* [WHAT IS REQUIRED] Please return, unchanged and in order, the stretch of the listing below from the line containing "the black combat" through the line containing "(1082, 584)". Include both of those lines and no others.

* [GIVEN INFORMATION]

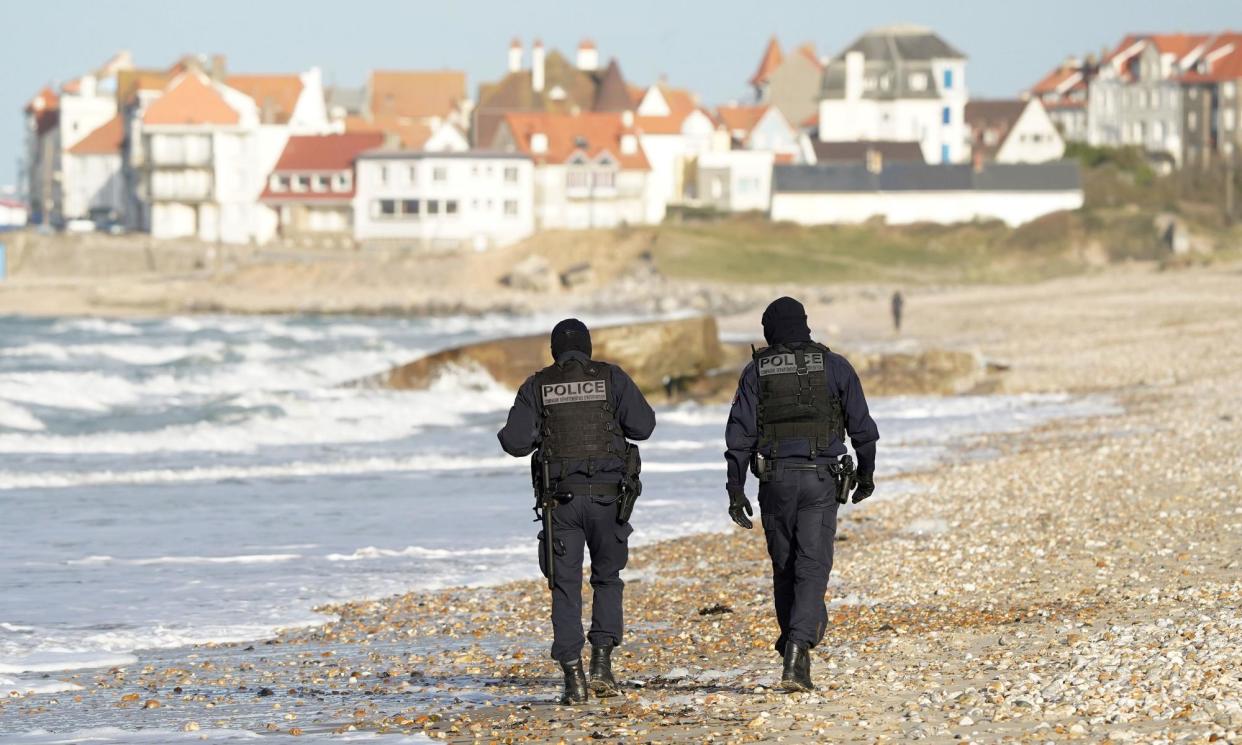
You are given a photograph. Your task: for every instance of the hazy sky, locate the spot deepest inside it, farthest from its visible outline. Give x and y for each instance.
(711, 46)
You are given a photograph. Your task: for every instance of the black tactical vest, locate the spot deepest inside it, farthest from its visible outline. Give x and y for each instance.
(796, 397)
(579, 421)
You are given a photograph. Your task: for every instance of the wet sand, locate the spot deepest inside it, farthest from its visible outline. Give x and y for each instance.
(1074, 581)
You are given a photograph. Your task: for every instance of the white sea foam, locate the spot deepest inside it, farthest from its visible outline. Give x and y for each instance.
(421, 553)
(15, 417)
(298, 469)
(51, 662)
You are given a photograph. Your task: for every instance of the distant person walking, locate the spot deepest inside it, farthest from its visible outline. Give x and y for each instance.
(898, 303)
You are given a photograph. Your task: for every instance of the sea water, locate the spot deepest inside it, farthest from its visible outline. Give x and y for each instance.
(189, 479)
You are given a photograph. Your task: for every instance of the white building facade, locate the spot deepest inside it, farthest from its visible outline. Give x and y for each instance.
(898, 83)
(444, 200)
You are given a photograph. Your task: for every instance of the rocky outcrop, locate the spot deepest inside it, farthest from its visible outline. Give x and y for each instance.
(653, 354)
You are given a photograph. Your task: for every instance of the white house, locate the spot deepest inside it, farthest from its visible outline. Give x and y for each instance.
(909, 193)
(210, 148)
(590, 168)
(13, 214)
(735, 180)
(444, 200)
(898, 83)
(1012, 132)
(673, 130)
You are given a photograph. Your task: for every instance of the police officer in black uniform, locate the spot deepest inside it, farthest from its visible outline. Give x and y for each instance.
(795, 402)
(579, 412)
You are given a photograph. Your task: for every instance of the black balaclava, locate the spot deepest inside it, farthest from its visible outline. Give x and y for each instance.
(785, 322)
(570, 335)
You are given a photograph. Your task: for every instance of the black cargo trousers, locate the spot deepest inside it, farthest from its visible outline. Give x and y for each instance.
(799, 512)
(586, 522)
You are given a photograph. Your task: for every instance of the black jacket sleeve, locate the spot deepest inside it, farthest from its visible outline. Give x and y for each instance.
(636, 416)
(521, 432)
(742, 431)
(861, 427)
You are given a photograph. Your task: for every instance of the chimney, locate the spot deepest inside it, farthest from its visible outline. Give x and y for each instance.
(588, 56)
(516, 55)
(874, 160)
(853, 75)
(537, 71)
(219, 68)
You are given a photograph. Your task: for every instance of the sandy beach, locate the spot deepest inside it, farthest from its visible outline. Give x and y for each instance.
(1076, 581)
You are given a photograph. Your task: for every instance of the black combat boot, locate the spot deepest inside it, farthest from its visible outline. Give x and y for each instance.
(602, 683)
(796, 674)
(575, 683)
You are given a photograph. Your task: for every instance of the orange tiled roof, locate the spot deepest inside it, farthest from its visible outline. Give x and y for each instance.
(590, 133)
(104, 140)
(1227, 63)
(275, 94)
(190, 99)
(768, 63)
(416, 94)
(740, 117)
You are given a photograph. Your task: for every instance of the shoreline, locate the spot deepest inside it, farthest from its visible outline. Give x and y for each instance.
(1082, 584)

* * *

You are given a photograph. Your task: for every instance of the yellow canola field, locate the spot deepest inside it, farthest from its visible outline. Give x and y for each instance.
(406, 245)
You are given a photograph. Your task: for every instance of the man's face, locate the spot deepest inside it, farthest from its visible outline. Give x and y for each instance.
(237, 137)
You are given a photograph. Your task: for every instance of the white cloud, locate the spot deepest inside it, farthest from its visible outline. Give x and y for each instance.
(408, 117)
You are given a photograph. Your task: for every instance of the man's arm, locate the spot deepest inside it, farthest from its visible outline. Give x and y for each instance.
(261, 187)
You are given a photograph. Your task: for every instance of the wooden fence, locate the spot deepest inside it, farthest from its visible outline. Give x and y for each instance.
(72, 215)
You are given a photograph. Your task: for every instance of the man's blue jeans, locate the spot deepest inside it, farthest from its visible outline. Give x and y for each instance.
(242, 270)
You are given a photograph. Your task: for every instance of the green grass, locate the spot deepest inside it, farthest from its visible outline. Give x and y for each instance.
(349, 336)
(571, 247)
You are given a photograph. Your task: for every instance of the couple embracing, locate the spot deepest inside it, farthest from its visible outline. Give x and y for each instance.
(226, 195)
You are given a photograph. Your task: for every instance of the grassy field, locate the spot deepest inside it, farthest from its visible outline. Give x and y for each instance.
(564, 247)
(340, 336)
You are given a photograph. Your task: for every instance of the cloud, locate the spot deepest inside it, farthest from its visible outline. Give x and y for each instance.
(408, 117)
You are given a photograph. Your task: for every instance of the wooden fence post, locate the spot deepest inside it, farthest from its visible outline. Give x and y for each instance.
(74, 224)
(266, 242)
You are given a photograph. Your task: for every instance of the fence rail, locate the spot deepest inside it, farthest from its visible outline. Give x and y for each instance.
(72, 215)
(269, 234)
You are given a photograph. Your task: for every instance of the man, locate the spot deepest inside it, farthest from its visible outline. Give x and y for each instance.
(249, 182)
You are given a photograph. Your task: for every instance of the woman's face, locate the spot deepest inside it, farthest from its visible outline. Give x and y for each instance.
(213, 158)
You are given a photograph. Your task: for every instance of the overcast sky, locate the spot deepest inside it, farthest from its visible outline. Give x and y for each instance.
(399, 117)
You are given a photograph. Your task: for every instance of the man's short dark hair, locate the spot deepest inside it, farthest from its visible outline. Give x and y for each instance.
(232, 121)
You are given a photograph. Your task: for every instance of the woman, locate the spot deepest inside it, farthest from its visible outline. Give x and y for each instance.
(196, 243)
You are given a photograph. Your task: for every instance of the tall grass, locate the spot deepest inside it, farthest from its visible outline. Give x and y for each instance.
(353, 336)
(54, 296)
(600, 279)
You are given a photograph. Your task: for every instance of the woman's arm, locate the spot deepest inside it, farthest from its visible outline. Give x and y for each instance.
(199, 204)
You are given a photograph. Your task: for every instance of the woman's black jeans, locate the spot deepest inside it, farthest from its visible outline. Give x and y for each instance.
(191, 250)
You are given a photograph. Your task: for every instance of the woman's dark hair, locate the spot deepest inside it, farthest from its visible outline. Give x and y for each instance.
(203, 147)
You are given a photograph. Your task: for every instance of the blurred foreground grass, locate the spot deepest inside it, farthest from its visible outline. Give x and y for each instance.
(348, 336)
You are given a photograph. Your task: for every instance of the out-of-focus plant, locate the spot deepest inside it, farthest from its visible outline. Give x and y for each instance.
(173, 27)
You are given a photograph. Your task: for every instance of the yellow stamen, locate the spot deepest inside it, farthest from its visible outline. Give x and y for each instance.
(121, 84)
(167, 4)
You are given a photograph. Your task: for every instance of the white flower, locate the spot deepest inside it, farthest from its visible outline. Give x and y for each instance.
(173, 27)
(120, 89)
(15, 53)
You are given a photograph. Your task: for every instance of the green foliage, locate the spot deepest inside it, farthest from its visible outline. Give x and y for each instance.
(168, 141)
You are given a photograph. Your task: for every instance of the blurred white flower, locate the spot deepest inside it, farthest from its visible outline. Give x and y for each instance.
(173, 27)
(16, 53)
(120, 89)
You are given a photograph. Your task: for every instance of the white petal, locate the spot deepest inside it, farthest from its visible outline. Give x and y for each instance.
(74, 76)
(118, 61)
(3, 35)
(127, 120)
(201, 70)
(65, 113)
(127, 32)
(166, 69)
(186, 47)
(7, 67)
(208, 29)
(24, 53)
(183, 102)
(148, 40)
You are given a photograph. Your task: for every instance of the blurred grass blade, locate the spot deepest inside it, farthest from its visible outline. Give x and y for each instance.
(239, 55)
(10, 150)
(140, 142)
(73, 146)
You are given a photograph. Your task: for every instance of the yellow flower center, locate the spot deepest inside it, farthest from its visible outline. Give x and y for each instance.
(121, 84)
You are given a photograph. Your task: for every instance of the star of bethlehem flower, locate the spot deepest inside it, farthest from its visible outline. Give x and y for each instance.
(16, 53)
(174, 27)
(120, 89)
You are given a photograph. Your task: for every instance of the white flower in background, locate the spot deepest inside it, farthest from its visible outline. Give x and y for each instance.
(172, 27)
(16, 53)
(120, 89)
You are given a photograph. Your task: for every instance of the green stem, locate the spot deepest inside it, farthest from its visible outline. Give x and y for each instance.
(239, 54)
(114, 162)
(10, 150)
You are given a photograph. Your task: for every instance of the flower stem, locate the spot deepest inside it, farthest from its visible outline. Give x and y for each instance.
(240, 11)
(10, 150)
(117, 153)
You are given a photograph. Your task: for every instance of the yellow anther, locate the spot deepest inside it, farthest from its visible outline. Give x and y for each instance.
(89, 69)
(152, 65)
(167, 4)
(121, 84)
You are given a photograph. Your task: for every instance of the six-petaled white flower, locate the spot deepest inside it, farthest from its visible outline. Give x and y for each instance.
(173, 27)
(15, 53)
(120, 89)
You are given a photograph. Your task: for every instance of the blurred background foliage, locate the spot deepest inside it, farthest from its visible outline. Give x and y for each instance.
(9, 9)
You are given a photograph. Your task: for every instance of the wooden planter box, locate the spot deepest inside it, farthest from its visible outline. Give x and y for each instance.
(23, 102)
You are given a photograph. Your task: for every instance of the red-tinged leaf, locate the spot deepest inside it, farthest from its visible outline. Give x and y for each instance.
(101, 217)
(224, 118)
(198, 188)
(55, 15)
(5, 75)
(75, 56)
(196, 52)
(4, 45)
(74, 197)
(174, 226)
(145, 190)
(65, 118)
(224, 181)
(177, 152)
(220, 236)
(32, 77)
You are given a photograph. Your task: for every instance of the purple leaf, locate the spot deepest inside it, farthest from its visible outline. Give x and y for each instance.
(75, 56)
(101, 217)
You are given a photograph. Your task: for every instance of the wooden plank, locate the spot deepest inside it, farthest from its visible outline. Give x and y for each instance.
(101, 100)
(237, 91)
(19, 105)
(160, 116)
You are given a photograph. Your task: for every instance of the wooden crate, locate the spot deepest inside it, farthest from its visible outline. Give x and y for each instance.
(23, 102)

* * *

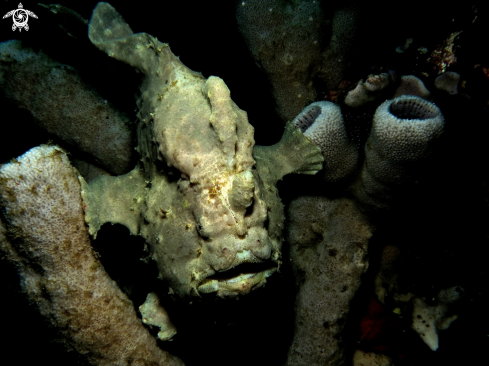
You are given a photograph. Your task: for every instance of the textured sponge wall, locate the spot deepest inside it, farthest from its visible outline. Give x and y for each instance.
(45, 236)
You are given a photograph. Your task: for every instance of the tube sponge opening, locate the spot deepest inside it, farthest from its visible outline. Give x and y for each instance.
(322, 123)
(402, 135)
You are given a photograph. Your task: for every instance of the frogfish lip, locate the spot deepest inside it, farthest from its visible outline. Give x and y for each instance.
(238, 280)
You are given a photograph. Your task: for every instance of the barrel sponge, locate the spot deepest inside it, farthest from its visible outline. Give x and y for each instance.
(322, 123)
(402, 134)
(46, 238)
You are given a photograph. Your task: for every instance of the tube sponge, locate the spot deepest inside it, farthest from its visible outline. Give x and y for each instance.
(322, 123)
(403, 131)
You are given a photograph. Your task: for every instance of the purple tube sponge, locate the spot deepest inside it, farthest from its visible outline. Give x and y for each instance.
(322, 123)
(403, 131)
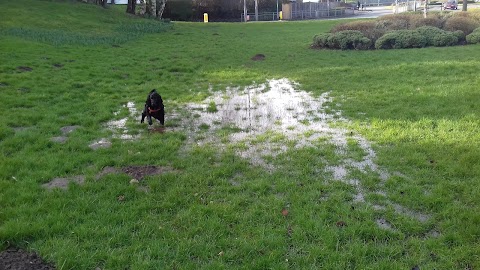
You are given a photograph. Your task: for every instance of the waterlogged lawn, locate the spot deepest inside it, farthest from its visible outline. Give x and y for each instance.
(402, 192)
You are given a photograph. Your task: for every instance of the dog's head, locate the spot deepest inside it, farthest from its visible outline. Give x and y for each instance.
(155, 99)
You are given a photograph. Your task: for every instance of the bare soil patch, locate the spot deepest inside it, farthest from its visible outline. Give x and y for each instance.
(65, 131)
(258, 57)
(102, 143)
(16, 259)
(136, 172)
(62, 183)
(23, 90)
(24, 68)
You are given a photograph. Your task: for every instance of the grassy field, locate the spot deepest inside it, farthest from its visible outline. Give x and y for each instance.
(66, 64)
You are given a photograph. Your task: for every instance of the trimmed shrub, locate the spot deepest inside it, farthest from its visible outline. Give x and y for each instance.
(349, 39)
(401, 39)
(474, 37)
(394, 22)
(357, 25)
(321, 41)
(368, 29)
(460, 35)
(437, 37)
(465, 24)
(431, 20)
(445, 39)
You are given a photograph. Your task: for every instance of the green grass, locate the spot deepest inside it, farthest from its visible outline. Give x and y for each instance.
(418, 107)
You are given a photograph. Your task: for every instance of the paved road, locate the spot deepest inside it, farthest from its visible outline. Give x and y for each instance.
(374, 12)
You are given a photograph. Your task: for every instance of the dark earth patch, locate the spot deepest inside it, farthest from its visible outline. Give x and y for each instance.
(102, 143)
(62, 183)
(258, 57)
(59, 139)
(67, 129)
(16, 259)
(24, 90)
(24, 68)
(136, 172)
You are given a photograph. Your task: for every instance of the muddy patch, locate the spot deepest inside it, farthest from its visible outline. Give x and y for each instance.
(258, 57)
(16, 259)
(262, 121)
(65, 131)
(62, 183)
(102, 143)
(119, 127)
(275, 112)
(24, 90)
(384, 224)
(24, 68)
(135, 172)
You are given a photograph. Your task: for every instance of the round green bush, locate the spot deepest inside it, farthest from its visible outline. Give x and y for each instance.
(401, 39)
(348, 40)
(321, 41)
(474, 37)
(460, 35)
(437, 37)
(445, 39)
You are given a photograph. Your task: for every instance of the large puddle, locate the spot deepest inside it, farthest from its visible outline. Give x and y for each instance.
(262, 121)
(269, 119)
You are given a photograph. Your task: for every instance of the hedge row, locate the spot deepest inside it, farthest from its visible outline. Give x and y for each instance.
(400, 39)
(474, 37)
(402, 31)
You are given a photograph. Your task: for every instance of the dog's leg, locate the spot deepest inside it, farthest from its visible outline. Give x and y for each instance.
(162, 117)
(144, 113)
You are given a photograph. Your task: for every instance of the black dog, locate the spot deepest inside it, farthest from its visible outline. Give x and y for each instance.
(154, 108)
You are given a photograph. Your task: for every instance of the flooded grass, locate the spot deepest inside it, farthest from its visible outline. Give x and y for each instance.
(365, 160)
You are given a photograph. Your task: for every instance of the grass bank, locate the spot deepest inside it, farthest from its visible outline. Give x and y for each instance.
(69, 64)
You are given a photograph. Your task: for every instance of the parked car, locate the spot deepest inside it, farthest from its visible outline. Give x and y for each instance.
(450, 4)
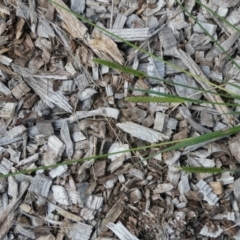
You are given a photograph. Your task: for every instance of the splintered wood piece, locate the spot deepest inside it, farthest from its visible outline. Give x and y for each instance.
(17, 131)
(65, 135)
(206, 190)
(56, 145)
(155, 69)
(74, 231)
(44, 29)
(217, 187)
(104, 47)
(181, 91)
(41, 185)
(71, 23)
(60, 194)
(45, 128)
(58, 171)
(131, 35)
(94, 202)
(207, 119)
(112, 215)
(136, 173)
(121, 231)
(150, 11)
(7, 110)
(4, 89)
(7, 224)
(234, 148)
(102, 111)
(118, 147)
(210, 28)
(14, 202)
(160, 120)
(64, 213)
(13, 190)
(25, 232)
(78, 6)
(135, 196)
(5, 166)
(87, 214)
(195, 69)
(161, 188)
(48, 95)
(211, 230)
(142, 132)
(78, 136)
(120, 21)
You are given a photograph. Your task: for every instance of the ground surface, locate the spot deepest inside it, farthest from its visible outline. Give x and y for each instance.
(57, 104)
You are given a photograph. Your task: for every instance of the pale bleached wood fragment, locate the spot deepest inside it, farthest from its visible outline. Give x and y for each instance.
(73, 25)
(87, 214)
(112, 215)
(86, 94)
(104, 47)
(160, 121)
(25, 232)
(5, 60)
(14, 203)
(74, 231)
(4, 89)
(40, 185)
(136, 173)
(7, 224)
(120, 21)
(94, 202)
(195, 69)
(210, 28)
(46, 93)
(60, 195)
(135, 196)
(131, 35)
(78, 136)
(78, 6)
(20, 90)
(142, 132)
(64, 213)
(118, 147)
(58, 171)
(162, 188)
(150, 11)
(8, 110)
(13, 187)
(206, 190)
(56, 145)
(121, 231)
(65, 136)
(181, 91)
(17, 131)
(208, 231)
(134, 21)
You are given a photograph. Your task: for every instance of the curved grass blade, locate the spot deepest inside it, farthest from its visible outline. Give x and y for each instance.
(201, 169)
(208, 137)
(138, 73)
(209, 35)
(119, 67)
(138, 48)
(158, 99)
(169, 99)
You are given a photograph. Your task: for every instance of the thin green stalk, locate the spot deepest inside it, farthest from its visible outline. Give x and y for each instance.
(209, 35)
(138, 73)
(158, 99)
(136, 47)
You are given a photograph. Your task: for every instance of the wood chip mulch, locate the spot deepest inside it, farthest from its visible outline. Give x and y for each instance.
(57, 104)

* [SOLUTION TO THE EXERCISE]
You are given a photograph. Your task: for every instance of the black combat boot, locate the spot deepest inside it, farthest from its visible outline. Give x and y for each instance.
(602, 683)
(796, 674)
(575, 683)
You are given a photograph. Your task: for every instance of the orange tiled roof, locate the spot deepest inside it, farthest from its visible outline. Give x and y for each instance.
(590, 133)
(104, 140)
(1227, 63)
(275, 94)
(190, 99)
(768, 63)
(416, 94)
(740, 117)
You are given a photograph. Your task: for every instance of the shoreline, locate the spot deepest inside it, farthest from its visible outline. Give x and y for each instance.
(1082, 584)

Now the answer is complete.